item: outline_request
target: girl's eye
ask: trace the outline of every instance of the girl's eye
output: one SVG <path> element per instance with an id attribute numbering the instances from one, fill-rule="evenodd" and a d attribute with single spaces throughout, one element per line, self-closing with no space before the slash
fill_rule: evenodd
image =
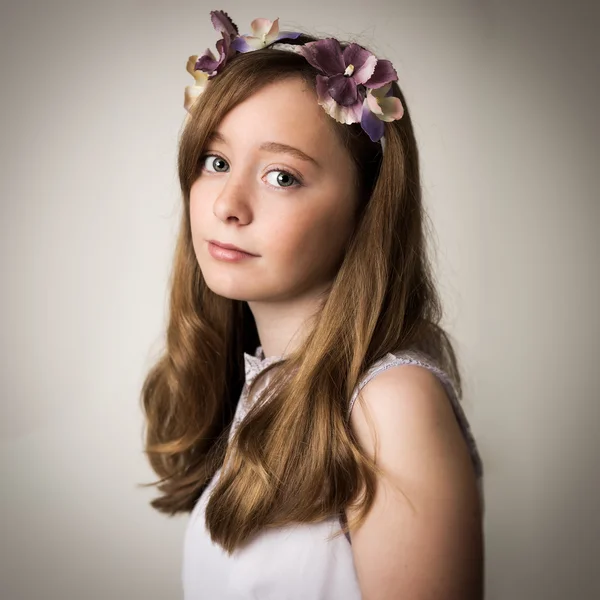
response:
<path id="1" fill-rule="evenodd" d="M 211 173 L 226 173 L 229 170 L 227 161 L 216 154 L 206 154 L 203 160 L 203 167 Z"/>
<path id="2" fill-rule="evenodd" d="M 209 173 L 227 173 L 229 171 L 229 165 L 227 161 L 218 154 L 205 154 L 202 159 L 202 168 Z M 275 175 L 275 177 L 272 177 Z M 285 187 L 298 187 L 302 185 L 302 182 L 287 171 L 273 169 L 266 174 L 267 182 L 273 187 L 285 188 Z"/>
<path id="3" fill-rule="evenodd" d="M 277 173 L 277 177 L 272 177 L 269 180 L 269 176 L 273 175 L 274 173 Z M 266 177 L 267 181 L 275 187 L 296 187 L 296 185 L 300 185 L 298 179 L 296 179 L 296 177 L 287 171 L 278 171 L 275 169 L 273 171 L 269 171 Z M 294 182 L 296 182 L 296 185 L 294 185 Z"/>

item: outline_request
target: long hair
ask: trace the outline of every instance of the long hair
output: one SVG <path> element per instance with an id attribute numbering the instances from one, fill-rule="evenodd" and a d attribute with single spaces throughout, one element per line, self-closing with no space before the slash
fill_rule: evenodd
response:
<path id="1" fill-rule="evenodd" d="M 315 39 L 303 35 L 295 43 Z M 385 123 L 385 152 L 359 124 L 331 119 L 356 165 L 356 226 L 310 333 L 252 382 L 250 396 L 273 371 L 268 401 L 253 404 L 228 443 L 244 385 L 243 353 L 254 354 L 259 338 L 247 303 L 213 293 L 203 279 L 192 246 L 190 189 L 207 139 L 228 111 L 288 77 L 302 77 L 314 90 L 316 74 L 293 52 L 237 54 L 196 100 L 180 138 L 183 211 L 166 348 L 142 389 L 145 452 L 160 479 L 145 485 L 162 492 L 151 501 L 155 509 L 189 512 L 222 468 L 206 526 L 229 553 L 262 529 L 319 522 L 342 515 L 350 504 L 361 508 L 352 523 L 363 522 L 379 468 L 358 445 L 348 407 L 374 361 L 417 349 L 453 377 L 461 395 L 427 254 L 417 144 L 406 100 L 394 82 L 405 110 L 402 119 Z"/>

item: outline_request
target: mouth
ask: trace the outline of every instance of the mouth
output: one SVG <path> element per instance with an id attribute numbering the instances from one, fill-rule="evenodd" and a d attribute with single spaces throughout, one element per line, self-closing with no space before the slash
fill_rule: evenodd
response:
<path id="1" fill-rule="evenodd" d="M 242 254 L 247 254 L 248 256 L 258 256 L 258 254 L 253 254 L 252 252 L 248 252 L 239 246 L 235 246 L 233 244 L 227 244 L 225 242 L 219 242 L 218 240 L 208 240 L 209 244 L 217 246 L 219 248 L 224 248 L 225 250 L 234 250 L 235 252 L 241 252 Z"/>
<path id="2" fill-rule="evenodd" d="M 223 248 L 223 246 L 219 246 L 212 241 L 208 242 L 208 252 L 213 258 L 227 262 L 237 262 L 244 259 L 256 258 L 257 256 L 243 250 Z"/>

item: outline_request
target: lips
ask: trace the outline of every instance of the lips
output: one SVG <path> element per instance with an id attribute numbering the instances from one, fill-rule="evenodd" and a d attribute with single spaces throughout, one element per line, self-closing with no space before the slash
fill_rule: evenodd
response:
<path id="1" fill-rule="evenodd" d="M 234 244 L 227 244 L 225 242 L 219 242 L 218 240 L 208 240 L 211 244 L 214 244 L 215 246 L 220 246 L 221 248 L 225 248 L 226 250 L 236 250 L 238 252 L 243 252 L 244 254 L 249 254 L 250 256 L 257 256 L 256 254 L 253 254 L 252 252 L 248 252 L 248 250 L 244 250 L 243 248 L 240 248 L 239 246 L 235 246 Z"/>

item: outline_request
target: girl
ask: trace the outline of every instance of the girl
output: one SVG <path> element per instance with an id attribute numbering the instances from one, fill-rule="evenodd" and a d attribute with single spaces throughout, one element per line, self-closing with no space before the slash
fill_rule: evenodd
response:
<path id="1" fill-rule="evenodd" d="M 211 18 L 219 55 L 188 61 L 167 347 L 142 391 L 151 504 L 191 512 L 185 598 L 482 598 L 482 464 L 396 71 Z"/>

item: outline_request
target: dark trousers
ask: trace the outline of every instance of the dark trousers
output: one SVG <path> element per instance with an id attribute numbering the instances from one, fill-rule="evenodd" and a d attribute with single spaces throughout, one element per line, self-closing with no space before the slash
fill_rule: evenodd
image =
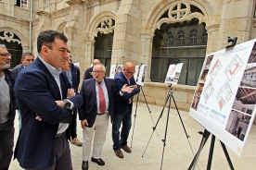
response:
<path id="1" fill-rule="evenodd" d="M 27 170 L 72 170 L 70 144 L 67 136 L 55 139 L 54 165 L 48 168 Z"/>
<path id="2" fill-rule="evenodd" d="M 14 127 L 10 120 L 0 124 L 0 169 L 7 170 L 14 145 Z"/>
<path id="3" fill-rule="evenodd" d="M 116 114 L 116 113 L 115 113 Z M 121 134 L 120 128 L 122 123 Z M 127 145 L 127 139 L 132 127 L 132 108 L 123 115 L 113 115 L 112 140 L 113 150 L 120 150 L 122 146 Z"/>
<path id="4" fill-rule="evenodd" d="M 74 138 L 77 137 L 77 134 L 76 134 L 76 117 L 77 117 L 77 111 L 73 111 L 72 121 L 70 125 L 71 139 L 74 139 Z"/>

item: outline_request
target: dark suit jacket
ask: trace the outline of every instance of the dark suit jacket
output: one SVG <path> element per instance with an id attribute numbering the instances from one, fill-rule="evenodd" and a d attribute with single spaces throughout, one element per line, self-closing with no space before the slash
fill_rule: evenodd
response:
<path id="1" fill-rule="evenodd" d="M 83 79 L 89 79 L 94 78 L 94 77 L 90 74 L 90 72 L 93 71 L 93 68 L 94 68 L 94 67 L 89 67 L 89 68 L 87 68 L 87 69 L 84 71 Z"/>
<path id="2" fill-rule="evenodd" d="M 122 86 L 124 84 L 129 84 L 127 81 L 127 79 L 123 75 L 122 71 L 121 71 L 116 77 L 115 77 L 115 84 L 117 91 L 122 90 Z M 129 85 L 134 85 L 136 84 L 134 76 L 130 79 L 130 84 Z M 133 98 L 134 95 L 139 93 L 140 89 L 136 88 L 133 91 L 132 93 L 125 92 L 122 99 L 115 101 L 114 104 L 114 115 L 122 115 L 128 112 L 128 110 L 132 109 L 133 103 L 129 103 L 129 98 Z"/>
<path id="3" fill-rule="evenodd" d="M 121 98 L 119 91 L 116 91 L 114 79 L 104 79 L 108 95 L 109 95 L 109 112 L 112 122 L 114 101 Z M 97 105 L 96 105 L 96 81 L 94 79 L 84 79 L 83 81 L 80 93 L 83 97 L 83 103 L 79 109 L 79 119 L 86 119 L 88 127 L 91 128 L 96 120 Z"/>
<path id="4" fill-rule="evenodd" d="M 71 75 L 72 75 L 72 85 L 76 91 L 80 83 L 80 69 L 73 64 L 71 64 Z"/>
<path id="5" fill-rule="evenodd" d="M 14 68 L 11 69 L 14 79 L 16 79 L 16 78 L 17 78 L 18 74 L 19 73 L 19 71 L 23 68 L 24 68 L 24 66 L 22 64 L 19 64 L 17 67 L 15 67 Z M 19 109 L 17 103 L 16 103 L 16 109 Z"/>
<path id="6" fill-rule="evenodd" d="M 62 99 L 66 99 L 70 84 L 65 74 L 59 79 Z M 61 100 L 58 86 L 39 58 L 19 72 L 14 89 L 22 120 L 14 158 L 26 169 L 52 166 L 58 124 L 71 122 L 71 111 L 57 105 L 55 101 Z M 83 103 L 79 95 L 69 100 L 77 107 Z M 36 120 L 36 115 L 43 120 Z"/>
<path id="7" fill-rule="evenodd" d="M 16 79 L 18 74 L 19 73 L 19 71 L 23 68 L 24 68 L 24 66 L 22 64 L 20 64 L 11 69 L 11 72 L 12 72 L 15 79 Z"/>

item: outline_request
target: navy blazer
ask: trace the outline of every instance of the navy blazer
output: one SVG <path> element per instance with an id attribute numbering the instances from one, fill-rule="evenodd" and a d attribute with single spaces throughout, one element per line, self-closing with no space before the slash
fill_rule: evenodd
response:
<path id="1" fill-rule="evenodd" d="M 11 72 L 13 73 L 13 76 L 14 76 L 15 79 L 16 79 L 18 74 L 19 73 L 19 71 L 23 68 L 24 68 L 24 65 L 19 64 L 19 65 L 16 66 L 14 68 L 11 69 Z"/>
<path id="2" fill-rule="evenodd" d="M 129 84 L 122 71 L 121 71 L 115 77 L 114 79 L 115 79 L 117 91 L 121 91 L 124 84 L 128 84 L 128 85 L 136 84 L 134 76 L 130 79 L 130 84 Z M 139 93 L 139 91 L 140 91 L 140 88 L 139 87 L 135 88 L 132 93 L 124 92 L 122 98 L 115 101 L 114 115 L 123 115 L 127 113 L 130 109 L 132 109 L 133 103 L 129 103 L 129 98 L 133 98 L 135 94 Z"/>
<path id="3" fill-rule="evenodd" d="M 80 83 L 80 69 L 78 67 L 71 63 L 71 75 L 72 75 L 72 85 L 76 91 Z"/>
<path id="4" fill-rule="evenodd" d="M 115 91 L 114 79 L 105 78 L 104 82 L 108 91 L 109 112 L 112 122 L 114 101 L 116 97 L 117 99 L 121 98 L 121 95 L 119 91 Z M 97 114 L 96 80 L 94 79 L 84 79 L 81 87 L 80 94 L 83 95 L 83 103 L 79 108 L 79 119 L 86 119 L 88 127 L 91 128 L 95 123 Z"/>
<path id="5" fill-rule="evenodd" d="M 17 77 L 14 89 L 22 125 L 14 159 L 17 158 L 25 169 L 46 168 L 54 164 L 55 136 L 58 124 L 71 122 L 71 111 L 57 105 L 55 102 L 67 98 L 70 85 L 65 74 L 61 73 L 59 79 L 62 97 L 56 80 L 39 58 Z M 76 107 L 83 103 L 80 95 L 69 100 Z M 43 120 L 36 120 L 36 115 Z"/>
<path id="6" fill-rule="evenodd" d="M 83 79 L 89 79 L 94 78 L 94 77 L 90 74 L 90 72 L 93 72 L 93 69 L 94 69 L 94 67 L 89 67 L 89 68 L 87 68 L 87 69 L 84 71 Z"/>

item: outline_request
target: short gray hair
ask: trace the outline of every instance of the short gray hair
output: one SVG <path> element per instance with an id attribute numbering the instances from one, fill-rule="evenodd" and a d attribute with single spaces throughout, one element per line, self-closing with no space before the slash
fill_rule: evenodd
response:
<path id="1" fill-rule="evenodd" d="M 7 49 L 5 44 L 1 44 L 1 43 L 0 43 L 0 48 L 6 48 L 6 49 Z"/>

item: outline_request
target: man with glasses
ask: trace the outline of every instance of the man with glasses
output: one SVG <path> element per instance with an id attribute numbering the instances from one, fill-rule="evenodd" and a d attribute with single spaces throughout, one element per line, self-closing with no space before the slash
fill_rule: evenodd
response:
<path id="1" fill-rule="evenodd" d="M 112 140 L 113 150 L 119 158 L 123 158 L 121 148 L 124 152 L 131 153 L 132 150 L 127 146 L 127 139 L 132 126 L 132 110 L 133 110 L 133 97 L 139 93 L 140 89 L 137 87 L 134 79 L 135 73 L 135 66 L 132 62 L 127 62 L 121 71 L 115 77 L 115 84 L 117 90 L 121 90 L 124 84 L 128 84 L 133 88 L 131 93 L 124 92 L 123 97 L 114 103 L 114 115 L 112 124 Z M 120 128 L 122 123 L 122 128 L 120 135 Z"/>
<path id="2" fill-rule="evenodd" d="M 82 170 L 87 170 L 91 152 L 92 140 L 94 149 L 91 161 L 98 165 L 104 165 L 101 151 L 106 140 L 109 115 L 112 119 L 114 100 L 122 92 L 131 92 L 132 89 L 123 86 L 116 91 L 115 82 L 105 78 L 106 68 L 102 64 L 94 66 L 94 79 L 84 79 L 81 88 L 83 103 L 79 109 L 79 118 L 83 129 Z"/>
<path id="3" fill-rule="evenodd" d="M 69 126 L 72 110 L 82 104 L 83 98 L 71 97 L 74 90 L 61 70 L 69 60 L 67 42 L 67 37 L 56 30 L 40 32 L 39 56 L 16 79 L 14 90 L 22 127 L 14 159 L 26 170 L 73 169 Z"/>
<path id="4" fill-rule="evenodd" d="M 83 79 L 89 79 L 93 78 L 93 74 L 92 73 L 93 73 L 94 66 L 98 65 L 98 64 L 100 64 L 100 61 L 98 59 L 94 59 L 94 61 L 93 61 L 93 67 L 87 68 L 84 71 Z"/>
<path id="5" fill-rule="evenodd" d="M 0 44 L 0 169 L 8 169 L 14 145 L 15 96 L 14 78 L 7 69 L 11 55 Z"/>
<path id="6" fill-rule="evenodd" d="M 15 67 L 14 68 L 11 69 L 11 72 L 14 75 L 14 79 L 16 79 L 18 74 L 19 73 L 19 71 L 21 69 L 23 69 L 24 67 L 28 67 L 30 64 L 32 64 L 32 62 L 33 62 L 34 60 L 34 55 L 32 53 L 24 53 L 21 55 L 21 64 L 18 65 L 17 67 Z M 16 104 L 16 110 L 19 115 L 19 128 L 21 128 L 21 117 L 20 117 L 20 110 L 19 108 L 19 105 Z"/>

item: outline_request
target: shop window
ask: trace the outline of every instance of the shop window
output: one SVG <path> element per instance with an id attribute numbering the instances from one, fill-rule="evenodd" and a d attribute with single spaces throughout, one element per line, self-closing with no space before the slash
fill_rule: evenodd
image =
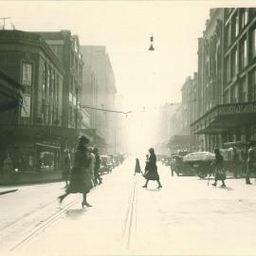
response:
<path id="1" fill-rule="evenodd" d="M 251 33 L 251 51 L 252 51 L 252 56 L 256 56 L 256 27 L 252 30 Z"/>
<path id="2" fill-rule="evenodd" d="M 247 40 L 242 41 L 241 45 L 241 67 L 244 68 L 247 64 Z"/>
<path id="3" fill-rule="evenodd" d="M 241 101 L 246 102 L 247 101 L 247 82 L 246 79 L 242 80 L 241 82 Z"/>
<path id="4" fill-rule="evenodd" d="M 231 76 L 234 77 L 238 73 L 238 56 L 237 49 L 231 53 Z"/>
<path id="5" fill-rule="evenodd" d="M 226 82 L 229 82 L 230 81 L 230 62 L 229 62 L 229 56 L 228 56 L 225 60 L 225 65 L 226 65 Z"/>
<path id="6" fill-rule="evenodd" d="M 256 69 L 249 73 L 248 77 L 248 101 L 256 101 Z"/>
<path id="7" fill-rule="evenodd" d="M 238 36 L 238 32 L 239 32 L 239 19 L 238 19 L 238 15 L 236 15 L 236 17 L 235 17 L 235 37 Z"/>
<path id="8" fill-rule="evenodd" d="M 248 10 L 247 9 L 242 9 L 241 13 L 241 27 L 243 28 L 248 22 Z"/>
<path id="9" fill-rule="evenodd" d="M 228 43 L 228 46 L 231 43 L 231 25 L 230 25 L 230 23 L 229 23 L 227 26 L 227 43 Z"/>

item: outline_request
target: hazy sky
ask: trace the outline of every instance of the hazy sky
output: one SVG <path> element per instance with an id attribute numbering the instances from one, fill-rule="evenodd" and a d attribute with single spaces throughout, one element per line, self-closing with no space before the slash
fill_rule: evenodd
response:
<path id="1" fill-rule="evenodd" d="M 70 29 L 81 45 L 106 46 L 118 91 L 131 108 L 179 101 L 182 83 L 197 69 L 197 38 L 210 8 L 241 3 L 0 1 L 0 13 L 17 29 Z M 155 51 L 148 50 L 151 33 Z"/>
<path id="2" fill-rule="evenodd" d="M 70 29 L 81 45 L 103 45 L 127 107 L 178 101 L 197 66 L 197 38 L 210 2 L 1 1 L 21 30 Z M 7 27 L 10 27 L 7 22 Z M 149 51 L 150 35 L 155 51 Z"/>
<path id="3" fill-rule="evenodd" d="M 0 16 L 11 17 L 16 29 L 69 29 L 81 45 L 106 46 L 118 92 L 124 108 L 133 110 L 127 125 L 137 149 L 153 142 L 157 122 L 154 106 L 179 101 L 186 77 L 196 72 L 197 38 L 210 9 L 244 7 L 245 2 L 0 1 Z M 246 3 L 256 7 L 255 1 Z M 152 33 L 155 51 L 148 50 Z M 142 106 L 146 113 L 140 113 Z"/>

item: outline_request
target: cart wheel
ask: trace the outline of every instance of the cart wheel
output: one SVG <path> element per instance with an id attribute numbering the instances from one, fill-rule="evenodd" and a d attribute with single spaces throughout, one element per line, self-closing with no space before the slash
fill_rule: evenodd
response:
<path id="1" fill-rule="evenodd" d="M 203 170 L 198 170 L 196 173 L 199 178 L 205 178 L 207 176 L 207 172 Z"/>

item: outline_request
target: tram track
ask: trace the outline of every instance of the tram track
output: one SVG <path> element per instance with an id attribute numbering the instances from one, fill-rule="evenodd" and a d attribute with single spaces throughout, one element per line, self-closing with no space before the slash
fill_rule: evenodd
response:
<path id="1" fill-rule="evenodd" d="M 121 247 L 124 250 L 131 249 L 134 244 L 134 238 L 137 233 L 137 177 L 132 186 L 128 199 L 128 208 L 125 214 L 124 227 L 122 231 Z"/>
<path id="2" fill-rule="evenodd" d="M 69 208 L 71 208 L 73 205 L 76 204 L 78 199 L 79 197 L 75 198 L 70 203 L 63 207 L 61 210 L 50 214 L 44 220 L 44 222 L 39 222 L 35 226 L 35 228 L 31 229 L 30 231 L 28 231 L 28 234 L 25 235 L 18 242 L 14 243 L 14 245 L 10 246 L 8 250 L 9 252 L 13 252 L 19 247 L 21 247 L 23 245 L 28 243 L 32 238 L 36 237 L 38 234 L 43 232 L 45 229 L 50 227 L 55 221 L 57 221 L 64 212 L 65 212 Z"/>

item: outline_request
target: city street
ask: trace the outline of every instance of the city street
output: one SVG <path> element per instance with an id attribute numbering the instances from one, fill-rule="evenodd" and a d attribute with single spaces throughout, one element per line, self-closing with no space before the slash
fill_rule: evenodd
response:
<path id="1" fill-rule="evenodd" d="M 142 157 L 140 164 L 143 167 Z M 0 196 L 1 255 L 254 255 L 256 186 L 227 179 L 171 176 L 158 162 L 163 185 L 134 175 L 129 157 L 92 190 L 60 206 L 64 183 L 20 186 Z M 211 182 L 211 181 L 210 181 Z"/>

◆ THE EXERCISE
Pull out every line of the listing above that contains the string "gray". Matches are case-sensitive.

◆ FULL OUTPUT
target: short gray hair
ask: trace the outline of every instance of the short gray hair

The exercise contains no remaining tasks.